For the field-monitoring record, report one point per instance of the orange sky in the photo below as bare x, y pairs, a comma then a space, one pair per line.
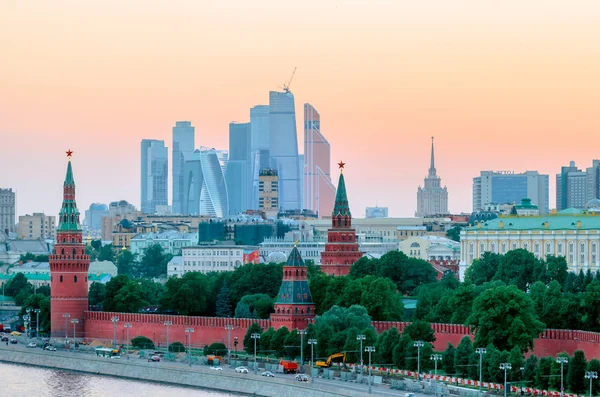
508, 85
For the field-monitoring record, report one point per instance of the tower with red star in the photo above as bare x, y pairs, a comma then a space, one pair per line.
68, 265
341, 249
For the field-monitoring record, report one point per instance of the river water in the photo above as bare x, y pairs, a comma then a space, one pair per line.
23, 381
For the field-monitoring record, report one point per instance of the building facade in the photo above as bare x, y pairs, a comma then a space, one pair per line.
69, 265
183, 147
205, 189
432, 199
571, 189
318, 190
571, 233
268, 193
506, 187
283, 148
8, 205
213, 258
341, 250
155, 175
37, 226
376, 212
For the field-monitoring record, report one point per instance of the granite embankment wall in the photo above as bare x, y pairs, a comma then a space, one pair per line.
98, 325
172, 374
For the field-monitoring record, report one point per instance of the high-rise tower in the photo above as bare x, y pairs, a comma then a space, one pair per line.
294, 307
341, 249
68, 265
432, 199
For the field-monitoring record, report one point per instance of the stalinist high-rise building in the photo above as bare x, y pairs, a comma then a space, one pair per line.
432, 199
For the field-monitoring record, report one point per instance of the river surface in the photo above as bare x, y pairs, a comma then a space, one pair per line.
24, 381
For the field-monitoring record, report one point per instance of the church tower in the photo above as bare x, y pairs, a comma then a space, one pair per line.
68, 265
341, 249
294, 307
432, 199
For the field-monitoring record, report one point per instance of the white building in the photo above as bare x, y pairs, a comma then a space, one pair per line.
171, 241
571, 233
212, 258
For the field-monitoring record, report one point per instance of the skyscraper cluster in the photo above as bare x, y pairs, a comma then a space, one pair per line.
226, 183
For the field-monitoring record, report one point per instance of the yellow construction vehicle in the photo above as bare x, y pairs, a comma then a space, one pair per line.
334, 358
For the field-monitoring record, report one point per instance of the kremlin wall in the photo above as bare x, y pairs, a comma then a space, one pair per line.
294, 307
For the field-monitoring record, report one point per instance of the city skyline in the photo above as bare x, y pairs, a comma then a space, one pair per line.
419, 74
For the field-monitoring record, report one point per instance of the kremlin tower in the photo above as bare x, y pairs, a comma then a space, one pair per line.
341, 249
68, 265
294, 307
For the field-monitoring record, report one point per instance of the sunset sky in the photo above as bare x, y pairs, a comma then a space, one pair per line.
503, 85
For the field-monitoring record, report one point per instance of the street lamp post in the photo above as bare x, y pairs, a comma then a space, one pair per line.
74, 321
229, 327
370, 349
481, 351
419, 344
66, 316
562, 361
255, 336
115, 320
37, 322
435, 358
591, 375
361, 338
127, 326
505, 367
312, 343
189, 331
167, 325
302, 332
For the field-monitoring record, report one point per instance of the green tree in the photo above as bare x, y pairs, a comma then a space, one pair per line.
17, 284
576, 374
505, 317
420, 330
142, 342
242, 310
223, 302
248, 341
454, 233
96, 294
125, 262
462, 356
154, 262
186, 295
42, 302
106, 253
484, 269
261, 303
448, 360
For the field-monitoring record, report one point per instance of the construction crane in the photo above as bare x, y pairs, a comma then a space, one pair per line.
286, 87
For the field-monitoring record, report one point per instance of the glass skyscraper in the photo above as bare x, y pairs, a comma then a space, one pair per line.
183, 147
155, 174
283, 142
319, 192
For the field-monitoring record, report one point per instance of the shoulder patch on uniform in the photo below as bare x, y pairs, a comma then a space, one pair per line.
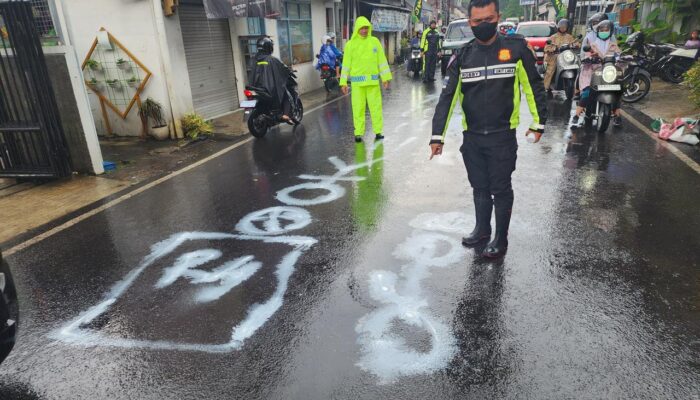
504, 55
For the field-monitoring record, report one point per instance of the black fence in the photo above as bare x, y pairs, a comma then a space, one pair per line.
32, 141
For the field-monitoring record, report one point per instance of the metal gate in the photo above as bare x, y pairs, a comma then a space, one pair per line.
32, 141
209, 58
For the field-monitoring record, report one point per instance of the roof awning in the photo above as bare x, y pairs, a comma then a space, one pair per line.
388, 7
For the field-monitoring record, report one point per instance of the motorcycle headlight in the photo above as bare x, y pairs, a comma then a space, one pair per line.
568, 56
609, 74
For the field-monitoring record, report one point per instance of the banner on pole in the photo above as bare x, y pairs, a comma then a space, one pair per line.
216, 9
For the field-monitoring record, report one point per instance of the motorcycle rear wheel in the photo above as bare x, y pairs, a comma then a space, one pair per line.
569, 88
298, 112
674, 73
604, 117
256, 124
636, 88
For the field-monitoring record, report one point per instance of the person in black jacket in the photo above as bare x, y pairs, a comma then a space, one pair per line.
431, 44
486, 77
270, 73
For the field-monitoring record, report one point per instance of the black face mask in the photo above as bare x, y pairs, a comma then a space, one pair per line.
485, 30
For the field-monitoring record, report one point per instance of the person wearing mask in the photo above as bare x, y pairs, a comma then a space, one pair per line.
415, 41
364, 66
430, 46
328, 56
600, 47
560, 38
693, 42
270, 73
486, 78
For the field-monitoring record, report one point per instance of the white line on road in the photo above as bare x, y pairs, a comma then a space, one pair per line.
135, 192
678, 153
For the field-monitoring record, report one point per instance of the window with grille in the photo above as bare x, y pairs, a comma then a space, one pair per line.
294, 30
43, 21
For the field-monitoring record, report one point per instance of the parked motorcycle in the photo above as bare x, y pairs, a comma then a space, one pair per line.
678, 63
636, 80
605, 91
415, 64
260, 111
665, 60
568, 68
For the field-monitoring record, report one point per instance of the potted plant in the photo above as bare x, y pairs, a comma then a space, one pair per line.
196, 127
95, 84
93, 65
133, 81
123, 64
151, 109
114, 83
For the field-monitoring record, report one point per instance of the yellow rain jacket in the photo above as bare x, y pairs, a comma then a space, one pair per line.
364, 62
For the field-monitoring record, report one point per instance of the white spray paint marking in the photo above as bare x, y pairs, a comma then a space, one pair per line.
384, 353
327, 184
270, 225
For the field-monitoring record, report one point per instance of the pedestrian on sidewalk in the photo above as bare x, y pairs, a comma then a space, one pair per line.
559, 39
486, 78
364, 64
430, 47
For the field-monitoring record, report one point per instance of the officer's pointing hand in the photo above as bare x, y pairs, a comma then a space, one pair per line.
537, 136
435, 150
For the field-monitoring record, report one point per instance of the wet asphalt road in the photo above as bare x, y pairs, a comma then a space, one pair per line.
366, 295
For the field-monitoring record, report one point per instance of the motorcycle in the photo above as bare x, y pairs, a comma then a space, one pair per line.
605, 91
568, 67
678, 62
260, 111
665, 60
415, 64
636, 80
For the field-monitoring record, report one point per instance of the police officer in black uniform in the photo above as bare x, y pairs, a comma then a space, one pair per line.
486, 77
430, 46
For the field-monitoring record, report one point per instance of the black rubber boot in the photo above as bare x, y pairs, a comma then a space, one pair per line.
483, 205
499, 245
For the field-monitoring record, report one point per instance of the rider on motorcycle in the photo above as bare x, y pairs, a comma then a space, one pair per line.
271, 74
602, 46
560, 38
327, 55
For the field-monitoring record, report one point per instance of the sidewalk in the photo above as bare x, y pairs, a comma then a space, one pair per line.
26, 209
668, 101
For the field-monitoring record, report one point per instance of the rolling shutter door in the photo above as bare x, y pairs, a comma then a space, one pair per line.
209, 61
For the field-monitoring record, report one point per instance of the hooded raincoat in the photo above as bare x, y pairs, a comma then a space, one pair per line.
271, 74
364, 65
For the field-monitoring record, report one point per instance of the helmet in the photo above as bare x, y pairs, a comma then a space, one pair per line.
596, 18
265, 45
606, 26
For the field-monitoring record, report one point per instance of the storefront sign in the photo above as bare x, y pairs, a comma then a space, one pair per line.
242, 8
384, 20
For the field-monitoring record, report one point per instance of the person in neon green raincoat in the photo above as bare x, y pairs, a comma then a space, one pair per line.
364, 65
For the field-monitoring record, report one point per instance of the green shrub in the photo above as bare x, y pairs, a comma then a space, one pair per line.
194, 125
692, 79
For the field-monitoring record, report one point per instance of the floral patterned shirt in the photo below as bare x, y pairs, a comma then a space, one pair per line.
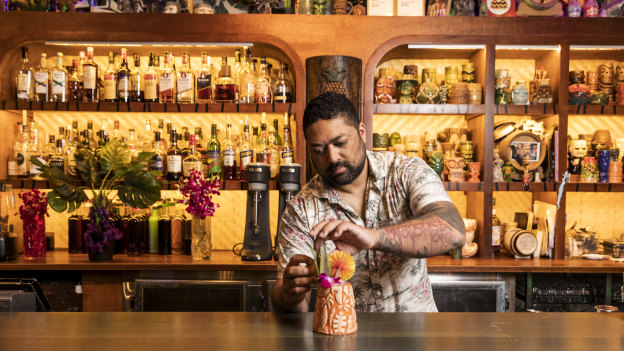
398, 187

::::::::

- [What is required] Extract, word for word, the lines of the listing above, starting at the line that contains "the green shrub" and ending at the close of the listing. Omit the pictures from your answer.

- [Solution for this exercise]
For the field-monitoring record, report one point per instance of the green shrub in the photo above as bare x, y pairs, a comma then a space, one pair per line.
194, 125
692, 79
For the field-monitoring record, report one point per instance of the floral patterned shirt in the photo below as bare x, y pairs, a comma then a space, one pair per line.
398, 187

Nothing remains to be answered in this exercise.